** DESCRIPTION OF THE TASK **
Output every one of the entries below verbatim, with no changes to any line.

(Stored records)
******************************

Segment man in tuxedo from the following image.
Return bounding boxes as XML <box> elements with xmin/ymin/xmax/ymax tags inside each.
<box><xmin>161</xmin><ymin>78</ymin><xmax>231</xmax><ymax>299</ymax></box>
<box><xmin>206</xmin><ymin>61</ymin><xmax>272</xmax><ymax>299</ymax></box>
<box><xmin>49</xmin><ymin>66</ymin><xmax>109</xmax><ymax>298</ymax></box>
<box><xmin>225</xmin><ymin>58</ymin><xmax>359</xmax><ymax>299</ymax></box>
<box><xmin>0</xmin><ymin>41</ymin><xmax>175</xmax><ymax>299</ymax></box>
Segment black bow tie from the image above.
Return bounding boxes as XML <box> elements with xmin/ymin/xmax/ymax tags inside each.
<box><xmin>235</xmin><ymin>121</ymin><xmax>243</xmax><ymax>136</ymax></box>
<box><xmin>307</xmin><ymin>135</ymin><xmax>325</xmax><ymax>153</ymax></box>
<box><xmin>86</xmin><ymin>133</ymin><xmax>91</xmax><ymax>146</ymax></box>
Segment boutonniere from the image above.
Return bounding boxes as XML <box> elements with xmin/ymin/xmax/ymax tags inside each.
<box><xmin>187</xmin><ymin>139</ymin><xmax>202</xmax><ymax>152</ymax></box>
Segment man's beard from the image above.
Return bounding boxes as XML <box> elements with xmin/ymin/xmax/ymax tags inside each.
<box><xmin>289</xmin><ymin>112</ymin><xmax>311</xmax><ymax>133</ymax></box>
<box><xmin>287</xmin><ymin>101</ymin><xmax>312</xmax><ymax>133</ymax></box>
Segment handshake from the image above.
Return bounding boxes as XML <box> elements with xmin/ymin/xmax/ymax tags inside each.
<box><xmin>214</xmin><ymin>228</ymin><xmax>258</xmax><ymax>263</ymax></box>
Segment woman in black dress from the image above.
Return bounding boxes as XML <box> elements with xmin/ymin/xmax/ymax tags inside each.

******************************

** SOLUTION FOR THIS TASK **
Segment man in tuxedo from the following image.
Return bounding boxes as XML <box> elements with xmin/ymin/xmax/ymax tags inside each.
<box><xmin>161</xmin><ymin>78</ymin><xmax>231</xmax><ymax>299</ymax></box>
<box><xmin>206</xmin><ymin>61</ymin><xmax>272</xmax><ymax>299</ymax></box>
<box><xmin>49</xmin><ymin>66</ymin><xmax>109</xmax><ymax>298</ymax></box>
<box><xmin>225</xmin><ymin>58</ymin><xmax>359</xmax><ymax>299</ymax></box>
<box><xmin>0</xmin><ymin>41</ymin><xmax>175</xmax><ymax>299</ymax></box>
Segment black bow tie from the image above.
Return bounding boxes as XML <box> elements with xmin/ymin/xmax/ymax tags inside each.
<box><xmin>235</xmin><ymin>121</ymin><xmax>243</xmax><ymax>136</ymax></box>
<box><xmin>307</xmin><ymin>135</ymin><xmax>325</xmax><ymax>153</ymax></box>
<box><xmin>86</xmin><ymin>133</ymin><xmax>91</xmax><ymax>146</ymax></box>
Segment boutonniere from the image above.
Return bounding boxes as XML <box> elements with xmin/ymin/xmax/ymax tags inside each.
<box><xmin>187</xmin><ymin>139</ymin><xmax>202</xmax><ymax>152</ymax></box>
Segment man's beard from the image above.
Return bounding boxes as XML <box> elements with xmin/ymin/xmax/ymax tags inside each.
<box><xmin>289</xmin><ymin>112</ymin><xmax>311</xmax><ymax>133</ymax></box>
<box><xmin>287</xmin><ymin>101</ymin><xmax>312</xmax><ymax>133</ymax></box>
Segment handshake from the image above.
Return bounding boxes as XML <box> elements with xmin/ymin/xmax/ymax tags inside each.
<box><xmin>214</xmin><ymin>228</ymin><xmax>258</xmax><ymax>263</ymax></box>
Segment woman in black dress from the image above.
Return bounding boxes as XML <box> elements with xmin/ymin/xmax/ymax tags inside each.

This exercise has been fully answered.